Lista de tareas:
(A) Edita el tramo del fragmento que va de "Así, mediante esa" a "Junta de Andalucía." y escríbelo de nuevo sustituyendo "marzo" por "abril".
(B) ¿Concuerdan con el fragmento estas afirmaciones? (i) Umbral empezó a dedicar columnas a Rajoy cuando este gozaba del fervor de los votantes. (ii) A quien escribe el fragmento le hacían disfrutar las columnas de Umbral. (iii) Umbral escribió que estaba en deuda con Mariano Rajoy. Responde sí o no a cada una y cita literalmente las palabras del fragmento que lo deciden.

Fragmento proporcionado:
Escribía Francisco Umbral,
cuando su quebrantada salud le hizo ver que se aproximaba el
acto final de su vida, que estaba en deuda con Mariano Rajoy
por haberle tratado, en cierta ocasión, con una crudeza
inmerecida. Y explicaba, con su enorme dominio de la lengua,
la que manejaba como le daba la gana, que le debía una
reparación al político del PP.
Así, mediante esa explicación de intenciones, comenzó a
dedicarle algunas columnas al hombre que, en aquellos
entonces, no gozaba del fervor de los votantes y que parecía
condenado a ser un perdedor de elecciones sólo comparable a
Javier Arenas. Ese Arenas que espera con ansiedad la
llegada de marzo para romper su hegemonía de derrotado y
convertirse, al fin, en presidente de la Junta de Andalucía.
Las columnas de Umbral, dedicadas a MR, fueron como eran
‘Los placeres y los días’ de Umbral: escritos de gran
belleza literaria, y que muchos consideraban barrocos,
excesivos amanerados… Y que a mí me hacían disfrutar de lo
lindo. Porque no dejaban de ser sonetos. Pues tenían sus
medidas, sus claves, su poética.
En una de ellas, es decir, de las columnas dedicadas al
actual presidente del Gobierno, creo, pues cito de memoria,
que se refirió a la timidez del hombre que es de buen comer,
aficionado al ciclismo, y amante de los buenos puros. Aunque
dejaba entrever que había que cuidarse mucho de la ira de un
tímido. Una timidez que, a su vez, se valía de su ser
socarrón para tratar de mantener el equilibrio de su
personalidad.

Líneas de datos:

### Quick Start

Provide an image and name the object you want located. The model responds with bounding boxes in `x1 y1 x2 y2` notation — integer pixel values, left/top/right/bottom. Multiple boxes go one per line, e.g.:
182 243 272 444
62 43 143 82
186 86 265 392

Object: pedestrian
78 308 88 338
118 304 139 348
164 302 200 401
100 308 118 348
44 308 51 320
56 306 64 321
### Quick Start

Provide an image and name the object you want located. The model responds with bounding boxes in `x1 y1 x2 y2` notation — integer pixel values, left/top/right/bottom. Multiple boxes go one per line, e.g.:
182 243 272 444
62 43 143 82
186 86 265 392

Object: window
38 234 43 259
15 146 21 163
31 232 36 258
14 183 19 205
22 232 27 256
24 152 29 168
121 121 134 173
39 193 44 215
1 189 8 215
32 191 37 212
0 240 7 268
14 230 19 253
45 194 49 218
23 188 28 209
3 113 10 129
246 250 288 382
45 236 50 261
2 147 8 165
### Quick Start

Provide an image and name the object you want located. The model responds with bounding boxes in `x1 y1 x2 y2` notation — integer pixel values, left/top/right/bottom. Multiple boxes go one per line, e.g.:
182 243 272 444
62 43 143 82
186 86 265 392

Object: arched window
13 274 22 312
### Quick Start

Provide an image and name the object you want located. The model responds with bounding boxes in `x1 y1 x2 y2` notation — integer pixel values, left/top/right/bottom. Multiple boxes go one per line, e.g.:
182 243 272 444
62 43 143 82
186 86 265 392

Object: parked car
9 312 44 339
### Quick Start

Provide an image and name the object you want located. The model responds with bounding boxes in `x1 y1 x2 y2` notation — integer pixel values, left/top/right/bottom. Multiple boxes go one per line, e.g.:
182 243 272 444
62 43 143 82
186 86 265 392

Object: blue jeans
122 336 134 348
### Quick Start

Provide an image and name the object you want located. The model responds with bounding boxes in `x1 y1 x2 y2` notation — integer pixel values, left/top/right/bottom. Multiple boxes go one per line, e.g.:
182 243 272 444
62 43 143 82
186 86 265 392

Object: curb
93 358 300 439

Respuestas desarrolladas:
(A)
Así, mediante esa explicación de intenciones, comenzó a
dedicarle algunas columnas al hombre que, en aquellos
entonces, no gozaba del fervor de los votantes y que parecía
condenado a ser un perdedor de elecciones sólo comparable a
Javier Arenas. Ese Arenas que espera con ansiedad la
llegada de abril para romper su hegemonía de derrotado y
convertirse, al fin, en presidente de la Junta de Andalucía.

(B)
(i) No: "no gozaba del fervor de los votantes".
(ii) Sí: "a mí me hacían disfrutar de lo lindo".
(iii) Sí: "estaba en deuda con Mariano Rajoy".